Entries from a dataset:
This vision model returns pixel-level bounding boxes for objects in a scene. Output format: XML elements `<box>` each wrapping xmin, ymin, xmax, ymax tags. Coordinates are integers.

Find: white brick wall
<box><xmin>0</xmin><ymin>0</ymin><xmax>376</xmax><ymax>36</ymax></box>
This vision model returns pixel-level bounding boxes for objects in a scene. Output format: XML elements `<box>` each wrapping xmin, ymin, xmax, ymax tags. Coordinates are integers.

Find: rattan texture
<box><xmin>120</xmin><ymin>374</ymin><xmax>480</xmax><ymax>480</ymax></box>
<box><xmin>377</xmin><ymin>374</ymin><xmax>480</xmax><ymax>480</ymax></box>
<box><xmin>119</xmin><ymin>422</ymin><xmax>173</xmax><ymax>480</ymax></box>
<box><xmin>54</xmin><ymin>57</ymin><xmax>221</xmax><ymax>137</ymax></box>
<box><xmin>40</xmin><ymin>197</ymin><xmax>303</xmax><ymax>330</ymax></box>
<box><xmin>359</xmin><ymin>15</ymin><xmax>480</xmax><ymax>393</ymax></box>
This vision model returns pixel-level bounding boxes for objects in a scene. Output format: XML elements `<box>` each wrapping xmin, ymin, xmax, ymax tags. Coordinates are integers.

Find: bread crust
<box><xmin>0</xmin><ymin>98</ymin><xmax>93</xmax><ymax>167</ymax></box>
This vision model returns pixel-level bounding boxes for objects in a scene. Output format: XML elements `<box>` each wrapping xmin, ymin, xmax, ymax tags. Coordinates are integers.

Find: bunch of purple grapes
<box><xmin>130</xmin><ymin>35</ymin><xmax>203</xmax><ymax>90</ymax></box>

# WHAT YOU WILL DO
Count the lines of the material above that contain the string "Find", with case taken into account. Give only the number.

# WRITTEN ANSWER
4